■ **SHORT TASK**
In the post below about moving a deployment to VM Scale Sets, what does the existing build produce as output?

■ **EXTRACT**
──────────────────────────────

I have previously blogged about using Visual Studio Team Services (VSTS) to securely build and deploy solutions to Virtual Machines running in Azure.

In this, and following posts I am going to take the existing build process I have and modify it so I can make use of VM Scale Sets to host my API solution. This switch is to allow the API to scale under load.

My current setup is very much fit for purpose for the limited trial it’s been used in, but I know (at minimum) I’ll see at least 150 times the traffic when I am running at full-scale in production, and while my trial environment barely scratches the surface in terms of consumed resources, I don’t want to have to capacity plan to the n-nth degree for production.

Shifting to VM Scale Sets with autoscale enabled will help me greatly in this respect!

Current State of Affairs

Let’s refresh ourselves with what is already in place.

Build

My existing build is fairly straightforward – we version the code (using a PowerShell script), restore packages, build the solution and then finally make sure all our artifacts are available for use by the Release Management process.

Existing build process

The output of this build is a Web Deploy package along with a PowerShell DSC module that configures the deployment on the target VM.

Release Management

I am using multiple Environments for Release Management to manage transformations of the Web Deploy Parameters file along with the Azure Subscription / Resource Group being deployed to. The Tasks in each Environment are the same though.

My Release Management Tasks (as shown below) open the NSG to allow DSC remote connections from VSTS, transform the Web Deploy Parameters file, find the VMs in a particular Azure Resource Group, copy the deployment package to each VM, run the DSC script to install the solution, before finally closing the NSG again to stop the unwashed masses from prying into my environment.

Existing release process

All good so far?

What’s the goal?

The goal is to make the minimum amount of changes to existing VSTS and deployment artifacts while moving to VM Scale Sets… sounds like an interesting challenge, so let’s go!

──────────────────────────────

■ **SUPPLIED INFORMATION**
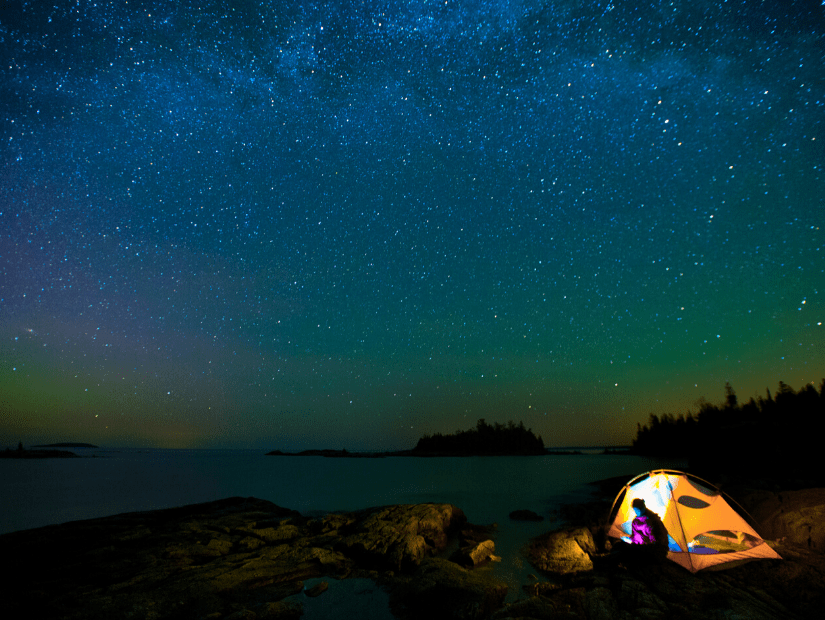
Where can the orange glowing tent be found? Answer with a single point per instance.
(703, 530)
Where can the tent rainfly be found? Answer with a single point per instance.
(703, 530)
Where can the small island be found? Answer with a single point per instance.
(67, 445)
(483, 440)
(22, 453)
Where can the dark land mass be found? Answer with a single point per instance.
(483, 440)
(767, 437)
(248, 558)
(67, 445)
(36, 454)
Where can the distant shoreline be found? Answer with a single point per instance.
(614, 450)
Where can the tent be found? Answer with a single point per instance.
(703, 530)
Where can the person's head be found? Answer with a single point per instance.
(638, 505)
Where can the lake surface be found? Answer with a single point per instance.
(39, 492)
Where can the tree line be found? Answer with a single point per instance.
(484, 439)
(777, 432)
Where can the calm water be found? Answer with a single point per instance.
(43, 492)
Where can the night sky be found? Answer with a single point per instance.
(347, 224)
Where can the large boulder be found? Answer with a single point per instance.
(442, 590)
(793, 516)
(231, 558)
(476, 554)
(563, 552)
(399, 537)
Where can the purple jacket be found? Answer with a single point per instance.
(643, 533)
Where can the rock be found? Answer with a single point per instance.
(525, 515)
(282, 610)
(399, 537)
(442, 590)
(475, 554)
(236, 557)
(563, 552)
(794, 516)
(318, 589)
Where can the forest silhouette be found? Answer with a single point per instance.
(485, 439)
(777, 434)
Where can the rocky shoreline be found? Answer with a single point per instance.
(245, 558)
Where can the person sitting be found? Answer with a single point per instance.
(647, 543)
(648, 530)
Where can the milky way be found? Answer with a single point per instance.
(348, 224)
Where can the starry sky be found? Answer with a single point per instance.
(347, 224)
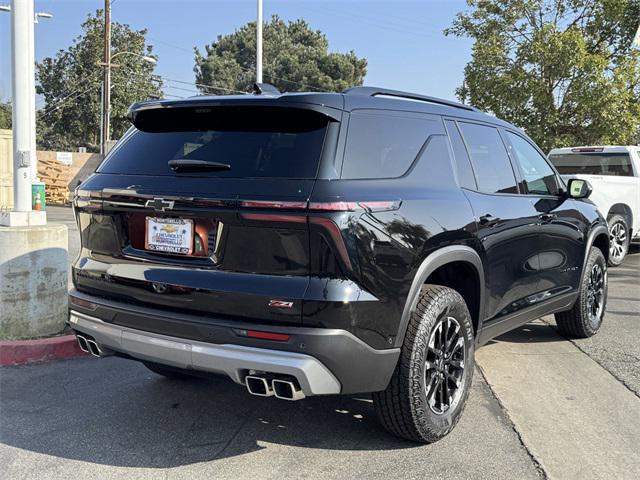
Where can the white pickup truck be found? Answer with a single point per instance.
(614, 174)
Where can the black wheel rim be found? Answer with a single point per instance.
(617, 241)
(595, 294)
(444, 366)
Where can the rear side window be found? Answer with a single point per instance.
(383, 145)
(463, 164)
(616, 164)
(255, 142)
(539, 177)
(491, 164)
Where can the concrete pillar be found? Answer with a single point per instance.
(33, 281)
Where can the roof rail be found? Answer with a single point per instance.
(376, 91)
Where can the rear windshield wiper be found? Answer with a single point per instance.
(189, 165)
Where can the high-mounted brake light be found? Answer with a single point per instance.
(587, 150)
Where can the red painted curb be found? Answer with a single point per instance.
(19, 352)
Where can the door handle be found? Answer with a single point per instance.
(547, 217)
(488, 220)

──────────────────────────────

■ **EXPECTED ANSWER**
A Web Deploy package along with a PowerShell DSC module that configures the deployment on the target VM.